Please write out all of the data below exactly, without including the pictures.

□ □ □

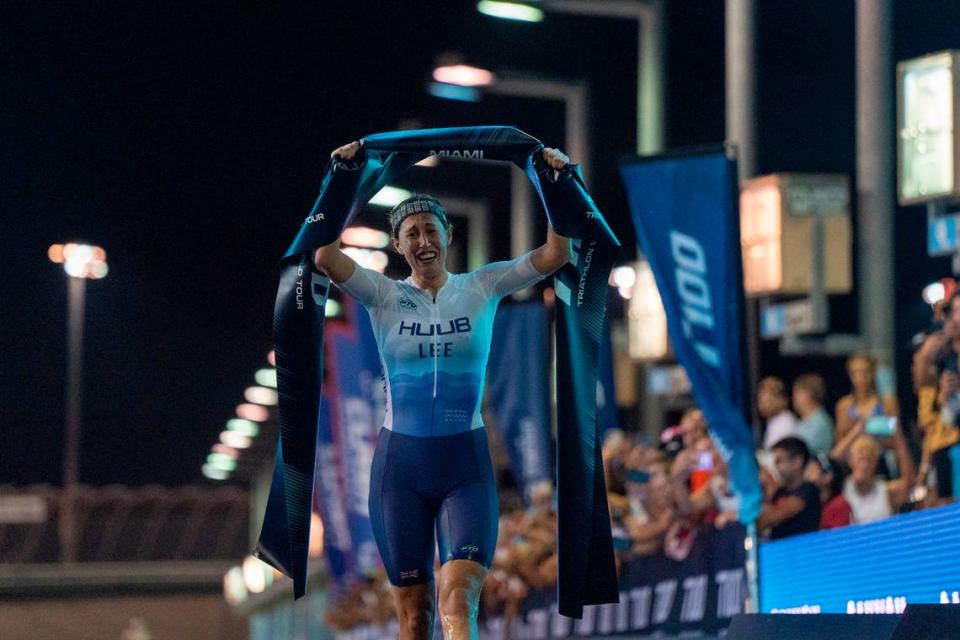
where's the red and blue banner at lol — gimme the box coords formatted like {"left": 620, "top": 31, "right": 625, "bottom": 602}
{"left": 314, "top": 296, "right": 383, "bottom": 581}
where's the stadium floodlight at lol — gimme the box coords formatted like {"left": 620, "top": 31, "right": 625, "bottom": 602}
{"left": 325, "top": 299, "right": 341, "bottom": 317}
{"left": 227, "top": 418, "right": 260, "bottom": 438}
{"left": 207, "top": 452, "right": 238, "bottom": 471}
{"left": 212, "top": 443, "right": 239, "bottom": 458}
{"left": 254, "top": 368, "right": 278, "bottom": 389}
{"left": 202, "top": 463, "right": 230, "bottom": 480}
{"left": 220, "top": 430, "right": 252, "bottom": 449}
{"left": 477, "top": 1, "right": 544, "bottom": 22}
{"left": 341, "top": 226, "right": 391, "bottom": 249}
{"left": 923, "top": 281, "right": 946, "bottom": 306}
{"left": 244, "top": 386, "right": 278, "bottom": 406}
{"left": 236, "top": 403, "right": 269, "bottom": 422}
{"left": 369, "top": 185, "right": 412, "bottom": 207}
{"left": 50, "top": 243, "right": 109, "bottom": 280}
{"left": 243, "top": 555, "right": 270, "bottom": 594}
{"left": 611, "top": 265, "right": 637, "bottom": 289}
{"left": 432, "top": 63, "right": 495, "bottom": 87}
{"left": 342, "top": 247, "right": 389, "bottom": 274}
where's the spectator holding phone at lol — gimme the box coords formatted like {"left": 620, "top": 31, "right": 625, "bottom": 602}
{"left": 834, "top": 352, "right": 899, "bottom": 445}
{"left": 793, "top": 374, "right": 835, "bottom": 458}
{"left": 683, "top": 438, "right": 740, "bottom": 528}
{"left": 758, "top": 437, "right": 821, "bottom": 539}
{"left": 669, "top": 409, "right": 709, "bottom": 483}
{"left": 843, "top": 431, "right": 915, "bottom": 524}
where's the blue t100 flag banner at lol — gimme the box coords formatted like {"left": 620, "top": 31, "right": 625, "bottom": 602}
{"left": 486, "top": 302, "right": 553, "bottom": 503}
{"left": 619, "top": 148, "right": 761, "bottom": 522}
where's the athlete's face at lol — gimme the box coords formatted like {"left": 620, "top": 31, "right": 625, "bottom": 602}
{"left": 393, "top": 213, "right": 451, "bottom": 280}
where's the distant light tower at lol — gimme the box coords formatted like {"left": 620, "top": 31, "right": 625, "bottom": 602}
{"left": 48, "top": 243, "right": 108, "bottom": 563}
{"left": 429, "top": 59, "right": 590, "bottom": 268}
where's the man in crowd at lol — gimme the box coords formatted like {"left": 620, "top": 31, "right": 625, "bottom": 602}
{"left": 793, "top": 373, "right": 834, "bottom": 458}
{"left": 759, "top": 377, "right": 799, "bottom": 452}
{"left": 758, "top": 437, "right": 821, "bottom": 539}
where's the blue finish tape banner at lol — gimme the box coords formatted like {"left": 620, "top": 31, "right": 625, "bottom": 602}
{"left": 597, "top": 319, "right": 617, "bottom": 433}
{"left": 760, "top": 503, "right": 960, "bottom": 613}
{"left": 486, "top": 301, "right": 553, "bottom": 502}
{"left": 619, "top": 148, "right": 761, "bottom": 522}
{"left": 256, "top": 126, "right": 620, "bottom": 617}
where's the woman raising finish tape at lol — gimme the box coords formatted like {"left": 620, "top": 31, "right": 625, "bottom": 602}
{"left": 314, "top": 139, "right": 571, "bottom": 640}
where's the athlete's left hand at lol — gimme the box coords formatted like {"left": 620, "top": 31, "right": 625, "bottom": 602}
{"left": 542, "top": 147, "right": 569, "bottom": 170}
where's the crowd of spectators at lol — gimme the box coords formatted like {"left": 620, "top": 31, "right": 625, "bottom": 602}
{"left": 324, "top": 283, "right": 960, "bottom": 633}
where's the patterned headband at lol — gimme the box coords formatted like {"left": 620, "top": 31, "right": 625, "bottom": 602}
{"left": 388, "top": 199, "right": 449, "bottom": 236}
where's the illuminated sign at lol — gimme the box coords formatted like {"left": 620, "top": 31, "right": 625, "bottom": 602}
{"left": 760, "top": 503, "right": 960, "bottom": 613}
{"left": 627, "top": 261, "right": 669, "bottom": 359}
{"left": 898, "top": 50, "right": 960, "bottom": 205}
{"left": 740, "top": 174, "right": 852, "bottom": 297}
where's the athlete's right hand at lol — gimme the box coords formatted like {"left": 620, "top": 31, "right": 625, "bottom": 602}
{"left": 331, "top": 140, "right": 362, "bottom": 161}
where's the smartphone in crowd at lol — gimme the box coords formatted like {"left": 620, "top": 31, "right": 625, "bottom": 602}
{"left": 627, "top": 469, "right": 650, "bottom": 484}
{"left": 865, "top": 415, "right": 897, "bottom": 437}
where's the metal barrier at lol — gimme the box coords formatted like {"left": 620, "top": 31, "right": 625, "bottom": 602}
{"left": 0, "top": 484, "right": 250, "bottom": 564}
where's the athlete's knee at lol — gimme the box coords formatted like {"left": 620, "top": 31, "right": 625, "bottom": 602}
{"left": 398, "top": 605, "right": 434, "bottom": 637}
{"left": 440, "top": 583, "right": 480, "bottom": 622}
{"left": 394, "top": 586, "right": 435, "bottom": 637}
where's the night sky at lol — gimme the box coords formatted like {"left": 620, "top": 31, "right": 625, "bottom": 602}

□ □ □

=== Answer box ===
where's the red and blue banner at lol — gimme the box coords formatted like {"left": 620, "top": 31, "right": 625, "bottom": 602}
{"left": 314, "top": 296, "right": 383, "bottom": 581}
where's the stadium floodlight at lol — gimme the box coords formatted like {"left": 620, "top": 31, "right": 625, "bottom": 602}
{"left": 325, "top": 299, "right": 341, "bottom": 317}
{"left": 227, "top": 418, "right": 260, "bottom": 438}
{"left": 207, "top": 452, "right": 238, "bottom": 471}
{"left": 212, "top": 443, "right": 239, "bottom": 458}
{"left": 254, "top": 368, "right": 278, "bottom": 389}
{"left": 202, "top": 463, "right": 230, "bottom": 480}
{"left": 220, "top": 430, "right": 252, "bottom": 449}
{"left": 477, "top": 1, "right": 544, "bottom": 22}
{"left": 341, "top": 226, "right": 391, "bottom": 249}
{"left": 923, "top": 281, "right": 946, "bottom": 306}
{"left": 244, "top": 386, "right": 278, "bottom": 406}
{"left": 236, "top": 403, "right": 269, "bottom": 422}
{"left": 369, "top": 185, "right": 412, "bottom": 207}
{"left": 50, "top": 243, "right": 109, "bottom": 280}
{"left": 243, "top": 555, "right": 270, "bottom": 594}
{"left": 611, "top": 265, "right": 637, "bottom": 289}
{"left": 432, "top": 63, "right": 495, "bottom": 87}
{"left": 342, "top": 247, "right": 389, "bottom": 274}
where's the spectator holding phone at lol — gimme the box coords formatted like {"left": 620, "top": 31, "right": 625, "bottom": 602}
{"left": 834, "top": 352, "right": 899, "bottom": 445}
{"left": 793, "top": 374, "right": 835, "bottom": 458}
{"left": 683, "top": 438, "right": 740, "bottom": 528}
{"left": 758, "top": 437, "right": 821, "bottom": 539}
{"left": 669, "top": 409, "right": 709, "bottom": 483}
{"left": 843, "top": 431, "right": 915, "bottom": 524}
where's the blue t100 flag banner at lol — gimme the box coords formatted like {"left": 620, "top": 31, "right": 625, "bottom": 602}
{"left": 486, "top": 302, "right": 553, "bottom": 503}
{"left": 619, "top": 148, "right": 761, "bottom": 522}
where's the athlete's face at lol — gimme the box coords formatted like {"left": 620, "top": 31, "right": 625, "bottom": 602}
{"left": 393, "top": 213, "right": 451, "bottom": 280}
where's the distant light tower at lol — gimme the box coords formatted like {"left": 620, "top": 31, "right": 625, "bottom": 602}
{"left": 48, "top": 243, "right": 108, "bottom": 563}
{"left": 429, "top": 59, "right": 590, "bottom": 268}
where's the man in crowd at lol — gimme the box coords formatted like {"left": 620, "top": 31, "right": 625, "bottom": 602}
{"left": 793, "top": 373, "right": 834, "bottom": 458}
{"left": 759, "top": 377, "right": 799, "bottom": 452}
{"left": 758, "top": 437, "right": 821, "bottom": 539}
where's the blue finish tape banner at lol — gimme the box coords formatted like {"left": 620, "top": 31, "right": 625, "bottom": 602}
{"left": 597, "top": 319, "right": 617, "bottom": 433}
{"left": 760, "top": 503, "right": 960, "bottom": 613}
{"left": 486, "top": 301, "right": 553, "bottom": 502}
{"left": 619, "top": 148, "right": 761, "bottom": 522}
{"left": 256, "top": 126, "right": 620, "bottom": 617}
where's the woman raising finish tape at lol — gimme the box coords formatted like {"left": 620, "top": 31, "right": 625, "bottom": 602}
{"left": 314, "top": 139, "right": 571, "bottom": 640}
where's the athlete's left hand at lol — gimme the box coords formatted like {"left": 620, "top": 31, "right": 625, "bottom": 602}
{"left": 542, "top": 147, "right": 569, "bottom": 170}
where's the crowd of spectators at lol — gimme the box coords formatted like {"left": 620, "top": 31, "right": 625, "bottom": 602}
{"left": 324, "top": 283, "right": 960, "bottom": 633}
where's the patterned headband at lol — gimme the box coords formatted like {"left": 620, "top": 31, "right": 625, "bottom": 602}
{"left": 388, "top": 199, "right": 449, "bottom": 236}
where's the illuminated sign at lol — gimme the box coords formatted like {"left": 620, "top": 31, "right": 625, "bottom": 602}
{"left": 760, "top": 503, "right": 960, "bottom": 613}
{"left": 627, "top": 261, "right": 669, "bottom": 359}
{"left": 898, "top": 50, "right": 960, "bottom": 205}
{"left": 740, "top": 174, "right": 852, "bottom": 297}
where's the athlete's right hand at lol — gimme the box coords formatted like {"left": 620, "top": 31, "right": 625, "bottom": 602}
{"left": 331, "top": 140, "right": 362, "bottom": 161}
where's the smartphone in crowd at lol — gimme the box coords formatted like {"left": 620, "top": 31, "right": 625, "bottom": 602}
{"left": 627, "top": 469, "right": 650, "bottom": 484}
{"left": 865, "top": 415, "right": 897, "bottom": 437}
where's the metal barrier at lol — gimme the box coords formatted like {"left": 620, "top": 31, "right": 625, "bottom": 602}
{"left": 0, "top": 484, "right": 250, "bottom": 564}
where's the athlete's knee at lol — gimme the box coords formatted like {"left": 620, "top": 31, "right": 625, "bottom": 602}
{"left": 398, "top": 605, "right": 434, "bottom": 637}
{"left": 440, "top": 583, "right": 480, "bottom": 622}
{"left": 394, "top": 586, "right": 435, "bottom": 637}
where's the night sky at lol — gimme the box coords formatted like {"left": 620, "top": 31, "right": 625, "bottom": 602}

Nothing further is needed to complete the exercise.